**PROBLEM**
Display each line of the rows below in which the word "covered" appears.

**DATA SUPPLIED**
━━━━━━━━━━━━━━━━

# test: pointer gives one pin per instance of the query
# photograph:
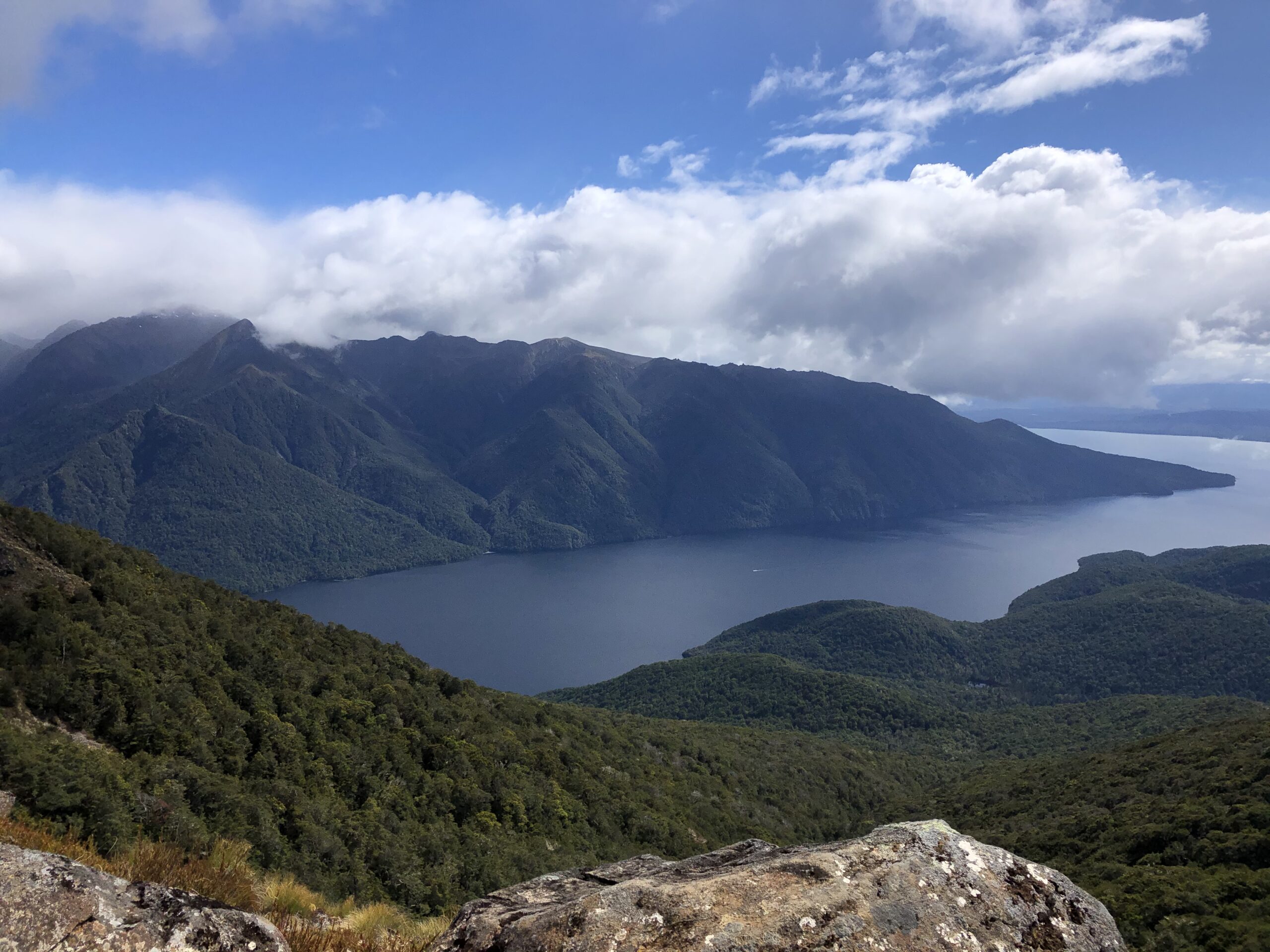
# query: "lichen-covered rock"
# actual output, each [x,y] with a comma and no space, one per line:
[907,888]
[53,904]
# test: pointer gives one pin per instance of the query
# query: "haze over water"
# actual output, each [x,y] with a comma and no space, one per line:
[532,622]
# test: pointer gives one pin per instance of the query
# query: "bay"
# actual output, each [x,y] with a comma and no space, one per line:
[549,620]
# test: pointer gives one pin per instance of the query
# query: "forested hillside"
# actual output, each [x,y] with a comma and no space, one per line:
[430,450]
[1109,725]
[139,700]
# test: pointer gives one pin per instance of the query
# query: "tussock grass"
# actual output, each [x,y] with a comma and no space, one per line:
[308,919]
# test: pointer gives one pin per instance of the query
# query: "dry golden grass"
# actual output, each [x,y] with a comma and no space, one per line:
[308,921]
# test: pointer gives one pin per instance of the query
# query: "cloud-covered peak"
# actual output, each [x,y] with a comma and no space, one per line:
[1049,273]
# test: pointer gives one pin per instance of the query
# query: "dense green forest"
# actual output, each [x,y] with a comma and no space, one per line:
[347,761]
[1159,803]
[405,452]
[140,700]
[951,720]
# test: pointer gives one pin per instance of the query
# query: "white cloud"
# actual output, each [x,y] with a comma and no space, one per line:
[663,10]
[31,30]
[1049,273]
[994,22]
[1056,49]
[684,166]
[1131,51]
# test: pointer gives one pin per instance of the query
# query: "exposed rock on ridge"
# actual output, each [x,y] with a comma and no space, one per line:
[53,904]
[911,887]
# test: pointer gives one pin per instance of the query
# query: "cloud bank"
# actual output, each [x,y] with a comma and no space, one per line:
[1049,273]
[883,107]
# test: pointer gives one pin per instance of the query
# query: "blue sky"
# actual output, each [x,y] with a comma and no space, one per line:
[525,102]
[854,186]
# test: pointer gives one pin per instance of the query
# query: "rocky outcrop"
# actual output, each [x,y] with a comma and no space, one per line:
[907,888]
[53,904]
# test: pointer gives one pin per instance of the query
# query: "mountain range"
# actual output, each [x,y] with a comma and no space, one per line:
[262,466]
[1239,411]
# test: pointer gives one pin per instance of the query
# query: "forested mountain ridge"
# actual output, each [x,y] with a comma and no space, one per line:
[447,446]
[132,697]
[1083,648]
[347,761]
[1159,804]
[1189,622]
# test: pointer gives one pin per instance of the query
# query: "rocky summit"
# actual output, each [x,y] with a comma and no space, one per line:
[908,888]
[53,904]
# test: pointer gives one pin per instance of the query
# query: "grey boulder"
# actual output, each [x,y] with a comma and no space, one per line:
[907,888]
[53,904]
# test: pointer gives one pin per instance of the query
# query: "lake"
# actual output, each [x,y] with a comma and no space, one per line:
[550,620]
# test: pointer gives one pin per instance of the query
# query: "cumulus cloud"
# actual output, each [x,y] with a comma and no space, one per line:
[31,30]
[684,166]
[1049,273]
[1038,51]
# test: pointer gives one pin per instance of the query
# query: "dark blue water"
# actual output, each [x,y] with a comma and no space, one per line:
[532,622]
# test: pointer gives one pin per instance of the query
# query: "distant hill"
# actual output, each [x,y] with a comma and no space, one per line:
[1189,624]
[508,446]
[98,359]
[1237,411]
[1157,803]
[28,352]
[8,352]
[135,700]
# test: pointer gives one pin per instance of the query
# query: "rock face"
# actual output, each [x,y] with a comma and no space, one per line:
[53,904]
[907,888]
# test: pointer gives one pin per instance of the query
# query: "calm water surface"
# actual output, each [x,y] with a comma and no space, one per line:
[532,622]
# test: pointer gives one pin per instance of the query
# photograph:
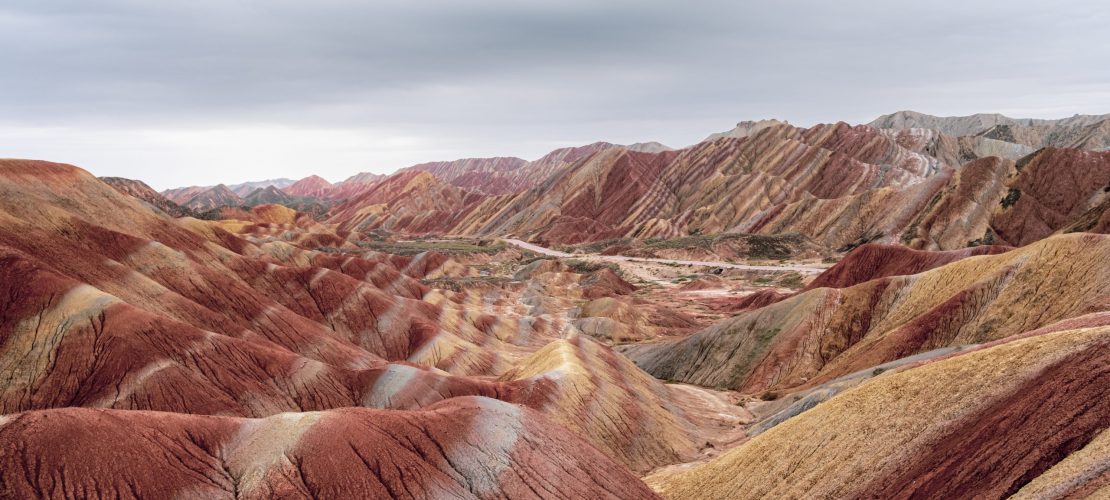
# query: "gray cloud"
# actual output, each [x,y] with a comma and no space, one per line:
[162,90]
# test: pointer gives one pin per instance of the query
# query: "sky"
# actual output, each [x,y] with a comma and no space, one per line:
[179,92]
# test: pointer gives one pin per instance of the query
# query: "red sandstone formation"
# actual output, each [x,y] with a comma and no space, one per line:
[462,448]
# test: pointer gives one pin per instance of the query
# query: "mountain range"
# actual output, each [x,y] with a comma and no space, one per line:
[914,308]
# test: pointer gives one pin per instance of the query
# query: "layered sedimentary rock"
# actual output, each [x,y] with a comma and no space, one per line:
[110,305]
[463,448]
[873,261]
[823,333]
[312,186]
[1026,417]
[978,123]
[213,198]
[140,190]
[837,185]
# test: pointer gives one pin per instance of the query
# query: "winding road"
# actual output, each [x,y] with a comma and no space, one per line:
[547,251]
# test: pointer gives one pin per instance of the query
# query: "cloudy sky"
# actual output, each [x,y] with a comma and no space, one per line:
[204,91]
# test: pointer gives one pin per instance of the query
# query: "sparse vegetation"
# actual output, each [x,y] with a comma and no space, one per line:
[1011,197]
[791,280]
[447,247]
[585,267]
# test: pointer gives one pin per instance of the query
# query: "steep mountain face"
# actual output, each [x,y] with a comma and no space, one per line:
[110,305]
[745,129]
[491,176]
[824,333]
[141,191]
[181,196]
[268,196]
[1010,413]
[709,188]
[841,186]
[310,187]
[410,201]
[462,448]
[246,188]
[1081,131]
[975,123]
[648,147]
[214,198]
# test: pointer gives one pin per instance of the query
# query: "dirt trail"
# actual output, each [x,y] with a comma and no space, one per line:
[547,251]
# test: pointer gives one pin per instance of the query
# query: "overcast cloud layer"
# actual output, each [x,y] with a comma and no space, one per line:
[205,91]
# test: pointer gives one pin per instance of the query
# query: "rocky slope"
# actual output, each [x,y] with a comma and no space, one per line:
[110,305]
[1081,131]
[1000,421]
[140,190]
[462,448]
[824,333]
[310,187]
[214,198]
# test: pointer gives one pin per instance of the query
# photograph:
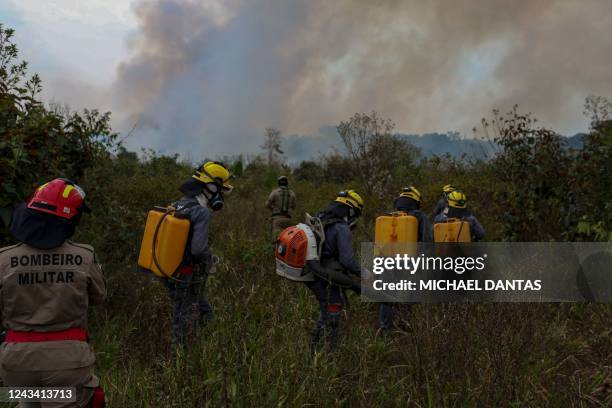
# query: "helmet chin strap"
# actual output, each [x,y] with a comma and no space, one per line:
[202,199]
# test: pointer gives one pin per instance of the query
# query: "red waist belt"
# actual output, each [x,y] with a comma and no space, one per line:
[186,270]
[13,336]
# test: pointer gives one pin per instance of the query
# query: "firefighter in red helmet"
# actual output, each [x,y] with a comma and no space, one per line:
[46,286]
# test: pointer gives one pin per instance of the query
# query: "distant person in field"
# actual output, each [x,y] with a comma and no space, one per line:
[339,218]
[457,208]
[442,203]
[47,284]
[202,194]
[409,202]
[281,203]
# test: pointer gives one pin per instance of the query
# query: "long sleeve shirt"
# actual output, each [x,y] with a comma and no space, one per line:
[339,245]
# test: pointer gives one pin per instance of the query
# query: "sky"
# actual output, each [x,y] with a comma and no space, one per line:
[206,77]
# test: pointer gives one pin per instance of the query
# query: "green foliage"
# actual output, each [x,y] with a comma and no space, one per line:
[37,144]
[255,353]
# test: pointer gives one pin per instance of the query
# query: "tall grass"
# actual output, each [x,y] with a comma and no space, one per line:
[255,352]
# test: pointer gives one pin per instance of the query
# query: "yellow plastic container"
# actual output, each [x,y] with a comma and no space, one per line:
[172,236]
[452,230]
[394,230]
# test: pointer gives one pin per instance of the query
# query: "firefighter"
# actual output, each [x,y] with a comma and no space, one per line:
[409,202]
[282,204]
[339,218]
[442,203]
[202,192]
[457,208]
[47,284]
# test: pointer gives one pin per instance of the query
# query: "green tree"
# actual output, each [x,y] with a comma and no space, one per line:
[37,143]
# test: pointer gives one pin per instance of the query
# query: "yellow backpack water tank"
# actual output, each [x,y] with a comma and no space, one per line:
[452,230]
[170,234]
[395,229]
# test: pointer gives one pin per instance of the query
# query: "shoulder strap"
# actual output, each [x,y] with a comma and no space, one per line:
[10,247]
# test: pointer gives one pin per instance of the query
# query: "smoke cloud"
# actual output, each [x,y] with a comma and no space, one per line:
[206,77]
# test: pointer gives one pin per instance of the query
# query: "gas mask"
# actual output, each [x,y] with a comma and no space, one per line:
[211,196]
[353,217]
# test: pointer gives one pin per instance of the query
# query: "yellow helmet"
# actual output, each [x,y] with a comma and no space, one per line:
[457,199]
[449,188]
[214,172]
[411,192]
[350,198]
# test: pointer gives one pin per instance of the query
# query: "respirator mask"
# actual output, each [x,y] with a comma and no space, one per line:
[353,217]
[211,196]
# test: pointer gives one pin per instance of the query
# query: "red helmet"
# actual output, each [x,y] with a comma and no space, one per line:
[60,197]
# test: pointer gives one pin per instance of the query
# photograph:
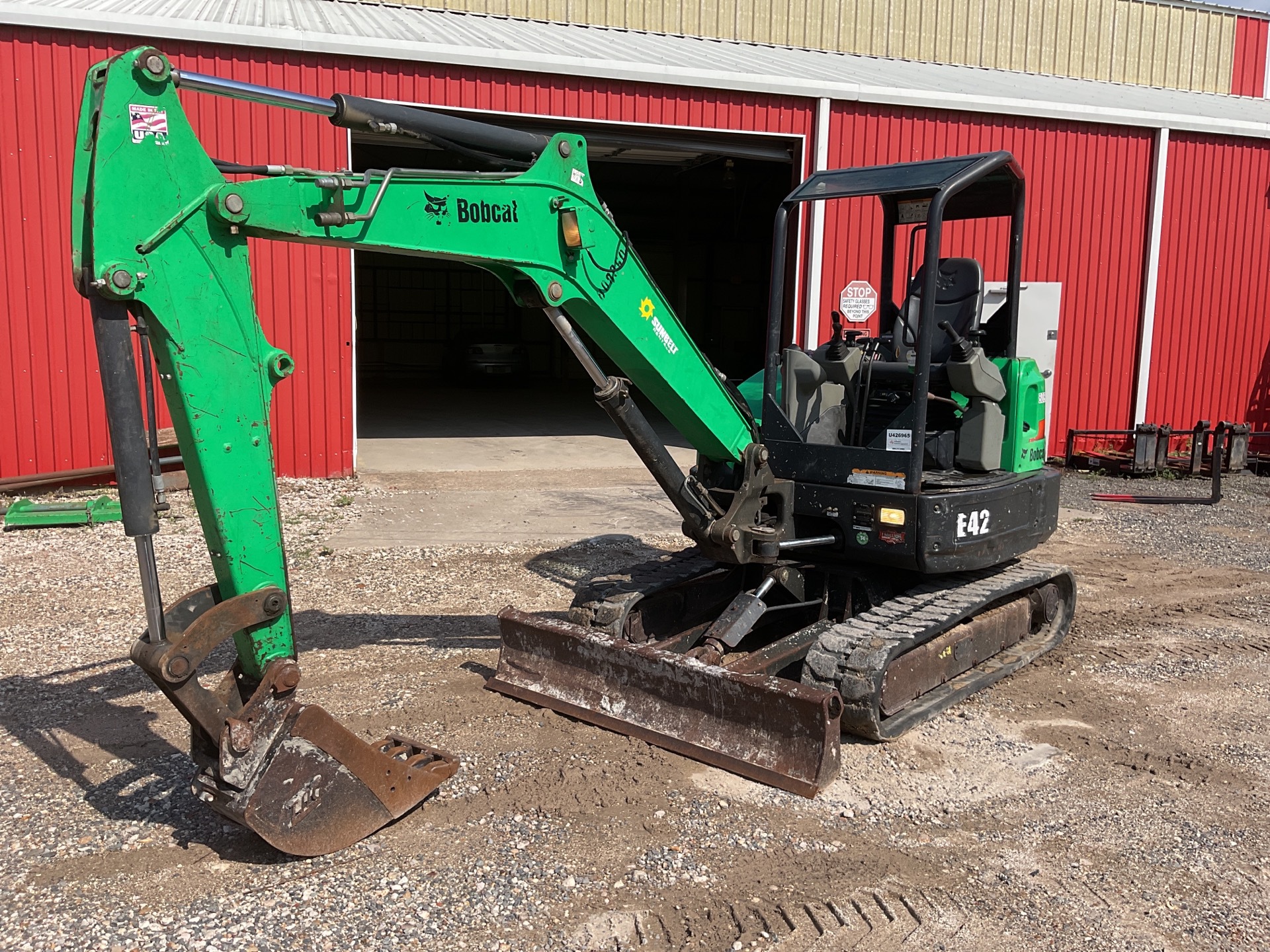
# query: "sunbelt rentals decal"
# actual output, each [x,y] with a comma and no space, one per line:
[647,311]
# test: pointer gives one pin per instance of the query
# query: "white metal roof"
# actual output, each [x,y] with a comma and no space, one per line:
[498,42]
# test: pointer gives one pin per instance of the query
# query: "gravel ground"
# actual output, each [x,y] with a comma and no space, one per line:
[1113,795]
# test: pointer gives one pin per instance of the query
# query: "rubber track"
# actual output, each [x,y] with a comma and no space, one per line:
[603,602]
[853,655]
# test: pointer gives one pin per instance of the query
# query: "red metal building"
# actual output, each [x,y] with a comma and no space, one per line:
[1150,206]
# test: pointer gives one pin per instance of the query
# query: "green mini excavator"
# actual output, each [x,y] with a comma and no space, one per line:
[857,510]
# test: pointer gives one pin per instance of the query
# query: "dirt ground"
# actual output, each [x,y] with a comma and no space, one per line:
[1111,796]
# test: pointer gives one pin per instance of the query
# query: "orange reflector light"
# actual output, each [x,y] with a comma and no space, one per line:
[570,227]
[890,517]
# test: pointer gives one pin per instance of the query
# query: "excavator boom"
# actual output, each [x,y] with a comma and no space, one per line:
[160,249]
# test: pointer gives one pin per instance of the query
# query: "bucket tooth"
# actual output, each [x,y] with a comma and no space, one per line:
[769,729]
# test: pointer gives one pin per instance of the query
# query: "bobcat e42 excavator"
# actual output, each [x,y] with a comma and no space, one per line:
[857,512]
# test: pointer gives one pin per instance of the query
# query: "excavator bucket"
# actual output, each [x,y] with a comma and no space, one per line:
[320,789]
[285,770]
[769,729]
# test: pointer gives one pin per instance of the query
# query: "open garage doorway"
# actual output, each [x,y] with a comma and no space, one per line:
[451,375]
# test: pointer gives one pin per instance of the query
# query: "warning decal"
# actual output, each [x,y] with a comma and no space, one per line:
[148,121]
[876,477]
[857,302]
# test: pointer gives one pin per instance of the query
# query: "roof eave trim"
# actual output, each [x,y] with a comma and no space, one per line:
[26,16]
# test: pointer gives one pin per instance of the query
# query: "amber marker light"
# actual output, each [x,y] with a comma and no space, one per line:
[890,517]
[570,227]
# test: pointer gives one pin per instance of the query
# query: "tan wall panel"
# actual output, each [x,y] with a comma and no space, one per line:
[1122,41]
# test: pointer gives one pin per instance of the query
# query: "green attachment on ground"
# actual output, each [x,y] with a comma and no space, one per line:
[26,514]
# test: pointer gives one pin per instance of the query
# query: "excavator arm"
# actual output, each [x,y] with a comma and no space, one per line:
[159,249]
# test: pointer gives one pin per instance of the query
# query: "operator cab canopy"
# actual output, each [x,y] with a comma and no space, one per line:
[984,186]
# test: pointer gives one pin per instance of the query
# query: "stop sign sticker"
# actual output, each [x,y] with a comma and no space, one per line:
[857,302]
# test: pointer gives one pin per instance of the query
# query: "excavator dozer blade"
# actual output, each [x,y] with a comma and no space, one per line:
[317,787]
[769,729]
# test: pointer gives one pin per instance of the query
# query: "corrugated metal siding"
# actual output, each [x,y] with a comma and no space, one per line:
[464,41]
[1087,190]
[302,292]
[1212,338]
[1123,41]
[1249,73]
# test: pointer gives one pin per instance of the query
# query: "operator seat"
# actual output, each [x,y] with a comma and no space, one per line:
[958,300]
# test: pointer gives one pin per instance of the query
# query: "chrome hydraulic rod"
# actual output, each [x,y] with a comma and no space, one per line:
[150,593]
[571,338]
[252,93]
[808,542]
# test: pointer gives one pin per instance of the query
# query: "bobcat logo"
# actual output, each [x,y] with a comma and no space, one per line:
[436,207]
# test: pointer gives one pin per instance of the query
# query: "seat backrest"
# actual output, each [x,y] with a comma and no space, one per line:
[807,390]
[958,300]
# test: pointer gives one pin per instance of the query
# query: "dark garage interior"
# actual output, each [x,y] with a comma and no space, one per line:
[444,350]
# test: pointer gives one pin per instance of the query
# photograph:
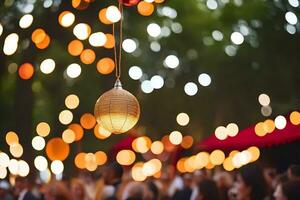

━━━━━━━━━━━━━━━━

**SOLUTION FOR THIS TASK**
# query: "lichen-covered rock"
# query: "cloud-covered peak"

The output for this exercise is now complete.